Begin DATASET CONTENT

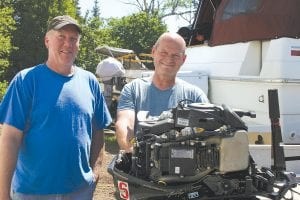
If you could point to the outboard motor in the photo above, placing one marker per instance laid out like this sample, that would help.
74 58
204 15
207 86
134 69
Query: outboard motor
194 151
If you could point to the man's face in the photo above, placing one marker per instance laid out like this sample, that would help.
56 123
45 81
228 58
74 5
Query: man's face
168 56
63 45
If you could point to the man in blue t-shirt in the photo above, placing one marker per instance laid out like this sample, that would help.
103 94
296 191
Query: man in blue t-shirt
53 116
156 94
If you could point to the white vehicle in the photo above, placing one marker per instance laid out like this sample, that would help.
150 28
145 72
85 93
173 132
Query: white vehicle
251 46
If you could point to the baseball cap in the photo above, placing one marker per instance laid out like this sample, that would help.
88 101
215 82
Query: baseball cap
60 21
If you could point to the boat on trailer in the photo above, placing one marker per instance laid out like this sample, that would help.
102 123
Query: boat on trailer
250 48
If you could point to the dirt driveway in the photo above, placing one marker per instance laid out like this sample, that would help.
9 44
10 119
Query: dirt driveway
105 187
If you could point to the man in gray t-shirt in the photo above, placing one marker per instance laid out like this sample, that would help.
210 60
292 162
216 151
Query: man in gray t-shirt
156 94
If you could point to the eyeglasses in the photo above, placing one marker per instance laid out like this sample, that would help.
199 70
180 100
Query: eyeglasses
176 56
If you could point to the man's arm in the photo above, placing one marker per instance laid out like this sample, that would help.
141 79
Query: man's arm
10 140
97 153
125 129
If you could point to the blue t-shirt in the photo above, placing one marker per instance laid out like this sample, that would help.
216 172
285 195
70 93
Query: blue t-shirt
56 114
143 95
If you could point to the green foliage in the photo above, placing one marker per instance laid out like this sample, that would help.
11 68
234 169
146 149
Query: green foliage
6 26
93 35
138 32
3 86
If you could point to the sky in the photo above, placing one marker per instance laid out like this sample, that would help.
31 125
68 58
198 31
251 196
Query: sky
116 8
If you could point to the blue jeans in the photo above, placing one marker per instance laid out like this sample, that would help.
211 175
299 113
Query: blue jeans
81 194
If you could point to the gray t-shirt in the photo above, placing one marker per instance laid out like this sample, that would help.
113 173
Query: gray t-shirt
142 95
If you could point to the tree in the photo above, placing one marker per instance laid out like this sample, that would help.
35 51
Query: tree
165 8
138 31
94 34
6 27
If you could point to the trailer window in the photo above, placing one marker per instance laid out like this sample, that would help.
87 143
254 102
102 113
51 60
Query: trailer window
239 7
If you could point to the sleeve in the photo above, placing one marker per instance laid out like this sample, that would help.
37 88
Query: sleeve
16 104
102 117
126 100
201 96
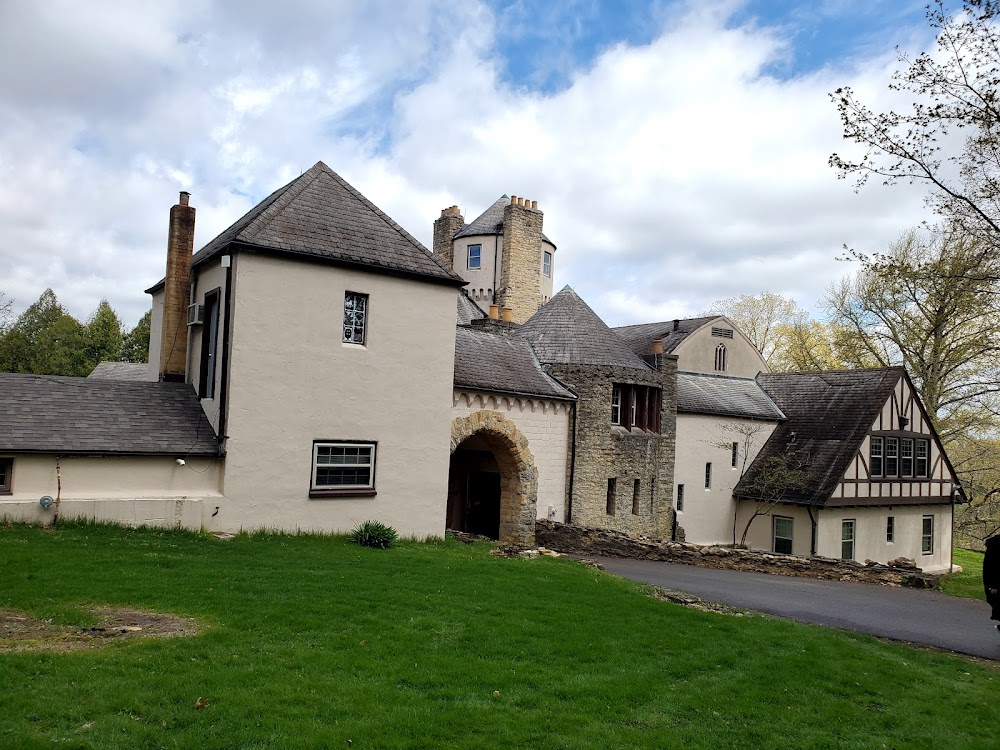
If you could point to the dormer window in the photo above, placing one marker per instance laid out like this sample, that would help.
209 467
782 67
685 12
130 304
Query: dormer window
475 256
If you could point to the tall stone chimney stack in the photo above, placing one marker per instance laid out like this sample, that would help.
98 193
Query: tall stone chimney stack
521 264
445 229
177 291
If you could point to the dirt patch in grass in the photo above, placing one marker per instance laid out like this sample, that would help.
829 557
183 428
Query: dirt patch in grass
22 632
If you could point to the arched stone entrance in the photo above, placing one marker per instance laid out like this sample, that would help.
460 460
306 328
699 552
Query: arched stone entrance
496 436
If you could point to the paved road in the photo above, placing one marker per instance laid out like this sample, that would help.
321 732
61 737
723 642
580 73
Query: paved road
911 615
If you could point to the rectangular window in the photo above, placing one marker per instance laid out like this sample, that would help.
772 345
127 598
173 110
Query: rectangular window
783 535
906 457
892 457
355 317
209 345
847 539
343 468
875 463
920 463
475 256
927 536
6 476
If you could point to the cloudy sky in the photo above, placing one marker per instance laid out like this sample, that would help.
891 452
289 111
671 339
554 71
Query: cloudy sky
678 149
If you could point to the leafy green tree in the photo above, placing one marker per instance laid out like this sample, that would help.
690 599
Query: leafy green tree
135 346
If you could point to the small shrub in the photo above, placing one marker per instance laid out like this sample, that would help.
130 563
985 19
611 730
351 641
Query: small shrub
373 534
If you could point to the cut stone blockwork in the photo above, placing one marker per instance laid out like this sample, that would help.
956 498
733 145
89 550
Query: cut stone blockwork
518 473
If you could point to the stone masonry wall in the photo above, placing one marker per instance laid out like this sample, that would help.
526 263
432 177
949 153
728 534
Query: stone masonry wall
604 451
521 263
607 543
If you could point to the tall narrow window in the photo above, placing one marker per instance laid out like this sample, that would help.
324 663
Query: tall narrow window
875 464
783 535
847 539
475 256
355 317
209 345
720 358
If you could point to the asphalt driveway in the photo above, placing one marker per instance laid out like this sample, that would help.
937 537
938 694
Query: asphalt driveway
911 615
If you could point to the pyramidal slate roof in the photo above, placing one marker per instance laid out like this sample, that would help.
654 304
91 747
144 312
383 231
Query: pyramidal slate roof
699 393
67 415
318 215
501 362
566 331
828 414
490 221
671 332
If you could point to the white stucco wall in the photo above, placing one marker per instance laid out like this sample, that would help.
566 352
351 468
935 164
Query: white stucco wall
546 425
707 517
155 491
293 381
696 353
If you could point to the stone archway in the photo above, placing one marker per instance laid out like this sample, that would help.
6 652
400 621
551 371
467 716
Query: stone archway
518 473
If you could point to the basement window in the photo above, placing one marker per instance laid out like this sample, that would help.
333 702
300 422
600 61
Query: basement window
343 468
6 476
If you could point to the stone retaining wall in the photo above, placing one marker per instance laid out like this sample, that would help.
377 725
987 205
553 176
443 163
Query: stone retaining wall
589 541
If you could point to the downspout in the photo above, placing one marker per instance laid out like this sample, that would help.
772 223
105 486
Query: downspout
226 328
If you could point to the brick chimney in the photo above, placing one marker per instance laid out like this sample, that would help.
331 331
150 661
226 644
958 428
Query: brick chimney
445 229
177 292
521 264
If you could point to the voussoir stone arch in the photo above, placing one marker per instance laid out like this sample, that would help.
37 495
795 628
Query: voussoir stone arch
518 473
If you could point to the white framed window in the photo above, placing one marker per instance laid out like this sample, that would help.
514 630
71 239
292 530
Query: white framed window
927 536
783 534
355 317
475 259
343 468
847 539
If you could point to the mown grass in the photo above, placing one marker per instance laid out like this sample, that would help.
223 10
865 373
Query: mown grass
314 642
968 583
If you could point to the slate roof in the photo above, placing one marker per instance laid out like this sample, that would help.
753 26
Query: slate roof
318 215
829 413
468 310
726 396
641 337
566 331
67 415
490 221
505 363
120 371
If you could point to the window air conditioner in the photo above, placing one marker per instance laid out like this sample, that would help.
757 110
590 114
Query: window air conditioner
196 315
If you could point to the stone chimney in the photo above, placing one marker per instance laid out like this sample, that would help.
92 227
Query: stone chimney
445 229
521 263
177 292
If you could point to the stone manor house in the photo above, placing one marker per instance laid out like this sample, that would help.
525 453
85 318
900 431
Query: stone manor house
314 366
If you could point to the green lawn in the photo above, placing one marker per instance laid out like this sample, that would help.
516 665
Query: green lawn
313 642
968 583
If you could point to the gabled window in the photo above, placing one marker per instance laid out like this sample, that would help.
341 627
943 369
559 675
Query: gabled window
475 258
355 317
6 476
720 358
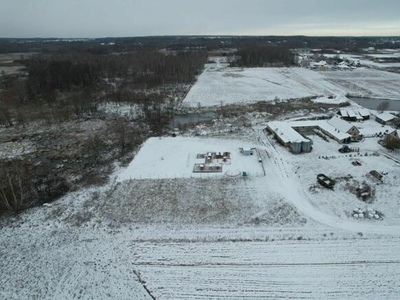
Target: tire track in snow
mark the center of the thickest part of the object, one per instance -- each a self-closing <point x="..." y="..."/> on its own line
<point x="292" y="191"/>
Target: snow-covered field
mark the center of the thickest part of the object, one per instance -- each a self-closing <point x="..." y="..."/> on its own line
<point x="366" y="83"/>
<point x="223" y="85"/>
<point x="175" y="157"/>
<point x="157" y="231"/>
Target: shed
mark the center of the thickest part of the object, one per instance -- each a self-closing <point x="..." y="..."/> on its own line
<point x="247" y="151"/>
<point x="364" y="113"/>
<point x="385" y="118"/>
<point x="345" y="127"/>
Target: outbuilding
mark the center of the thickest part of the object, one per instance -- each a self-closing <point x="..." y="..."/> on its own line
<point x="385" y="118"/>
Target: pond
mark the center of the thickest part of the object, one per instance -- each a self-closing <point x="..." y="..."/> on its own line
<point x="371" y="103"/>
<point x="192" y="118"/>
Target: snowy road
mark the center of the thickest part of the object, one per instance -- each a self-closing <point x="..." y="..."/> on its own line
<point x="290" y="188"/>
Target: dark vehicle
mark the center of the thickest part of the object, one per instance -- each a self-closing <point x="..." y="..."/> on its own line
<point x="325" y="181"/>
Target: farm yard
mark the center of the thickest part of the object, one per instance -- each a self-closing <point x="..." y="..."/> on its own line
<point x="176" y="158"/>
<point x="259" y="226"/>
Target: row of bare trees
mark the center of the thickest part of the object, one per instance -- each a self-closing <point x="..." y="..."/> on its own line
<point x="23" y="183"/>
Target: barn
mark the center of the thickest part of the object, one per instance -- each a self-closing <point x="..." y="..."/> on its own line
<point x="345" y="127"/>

End DATASET CONTENT

• **WHAT TO WORK ON**:
Copy out the lines starting at the one containing "Target: outbuilding" and ending with the last line of the entries. Include nothing else.

• **ANSWER TO THIS PROBLEM**:
Target: outbuilding
mark the center of the thickest part of the object, one per instance -- each a self-closing <point x="..." y="..."/> on its own line
<point x="385" y="118"/>
Target: pond
mark the center of the thickest part of the object, one per instance -- each a self-closing <point x="..." y="..."/> on its own line
<point x="371" y="103"/>
<point x="192" y="118"/>
Target: snowy road
mark the center of the thickest part of the object, one per instance -- each a self-closing <point x="..." y="..."/> on its own line
<point x="290" y="188"/>
Target: dark vehicle
mark the center of the thickest part of the object, one per instance -- each a self-closing <point x="..." y="..."/> on its own line
<point x="325" y="181"/>
Target: farm yard
mark the center of the thickest part of the object, one per instance -- each a self-closing <point x="..." y="..."/> on its own line
<point x="176" y="158"/>
<point x="259" y="226"/>
Target: row of bare trees
mark the center of the thickest part of the object, one per instance -- each a self-closing <point x="..." y="..."/> on its own line
<point x="23" y="183"/>
Target: barn
mark the center of the thickest part of the object, one per instance -- each a self-closing <point x="..." y="..."/> on its own line
<point x="345" y="127"/>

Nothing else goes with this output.